◆ **WORK TO BE COMPLETED**: Each line below must be transcribed with no word changed.
......
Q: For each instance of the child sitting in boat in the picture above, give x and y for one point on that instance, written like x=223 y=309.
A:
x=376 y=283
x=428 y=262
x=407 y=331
......
◆ **TASK RESULT**:
Q: For each instance of the child sitting in boat in the picture above, give x and y for one point on that instance, written like x=223 y=309.
A:
x=376 y=283
x=428 y=262
x=407 y=331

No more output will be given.